Yazılı görev =>
'Yaban Ördeği' oyununu anlatan yazıyı kaldığı yerden sürdürür müsün?

Alıntılanan metin =>
Tiyatro Pera'da, Nesrin Kazankaya'nın çağcıl yorumuyla 'Yaban Ördeği'

“Bir insanın hayatı boyunca kendini kandırdığı yalanı elinden alırsanız, onun mutluluğunu da yok edersiniz.” Henrik İbsen

Erdoğan MİTRANİ Sanat
16 Şubat 2022 Çarşamba

Norveçli tiyatro dehası Henrik İbsen’in 1884’te yazdığı ‘Vildanden / Yaban Ördeği’, sezon başından beri Tiyatro Pera’da sahneleniyor.

Tüm yapıtlarında gerçeği savunan, gerçekliği deşerek yaşamdaki yalanları ortaya çıkarmaya kendini adayan yazarının eserleri arasında ‘Yaban Ördeği’, farklı bir yere oturur. Bu aykırı oyununda İbsen kendisiyle çelişkiye düşme pahasına, hayatta ayakta kalabilmek için bazı yalanların gerektiğini vurgular, “gerçeklik aşkına” yapılmış radikal bağnazlığın, masum insanların kurban edilmesine yol açabileceğini söyler. 

Olay kuzey ışıkları altındaki, karlarla kaplı bir Norveç kasabasında geçer. Yıllar önce bir maden işletmesinin ortak sahibi olan iki arkadaşın dostlukları bir yolsuzluk olayıyla son bulmuştur. Suç Ekdal’ın (Ahmet Taşdemir) üzerine yıkılmış, ortağı Werle (Melih Düzenli)  aklanırken Ekdal her şeyini kaybetmiş, hapse girmiştir. Arkadaşların birlikte büyüyen iki çocuğundan Werle’nin oğlu Gregers (Barış Yalçınsoy) babasını evin hizmetçisi Gina’yla (Zeynep Özden) ilişkiye girerek hasta annesinin ölümüne yol açmaktan ve ortağını hapse yollamaktan sorumlu tutarak, annesinin ölümünden sonra kasabayı terk etmiştir.

14 yıl sonra, yeniden evlenecek olan Werle’nin düğünü için geri dönen Gregers, babasının Gina’yı Ekdal’ın oğlu Hjalmar (Oğuz İşçi) ile evlendirerek bir fotoğraf stüdyosu açmasına yardım etmiş olduğunu ve çiftin 13 yaşında bir kızları olduğunu öğrenir. Dürüst ve yalansız bir dünya idealine takıntıyla bağlı Gregers, çocuğun babasının Werle olduğundan şüphelenerek geçmişi deşmeye başlar, Hjalmar’ın yalan üzerine kurulu ilişkisini dürüstlük temeline oturtarak yeni bir mutluluk getireceğine inanır ve gerçekleri arkadaşına açıklamaya karar verir.

Kayıtlı bilgiler =>

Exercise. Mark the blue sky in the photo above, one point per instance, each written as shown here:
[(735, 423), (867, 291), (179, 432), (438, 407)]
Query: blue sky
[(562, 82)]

Alıştırma yanıtı =>
Hapisten çıktıktan sonra zor zamanlar geçiren Ekdal, oğluyla beraber yaşamakta, Werle için hesap kitap işleri yapmaktadır. Gina ve Hjalmar’ın kızları Hedwig (Parla Yıldız), Werle’nin vurduğu, boğulmaktan bir av köpeği tarafından kurtarılan yaralı bir yaban ördeğini tavan arasında büyükbabasıyla birlikte tedavi etmektedir.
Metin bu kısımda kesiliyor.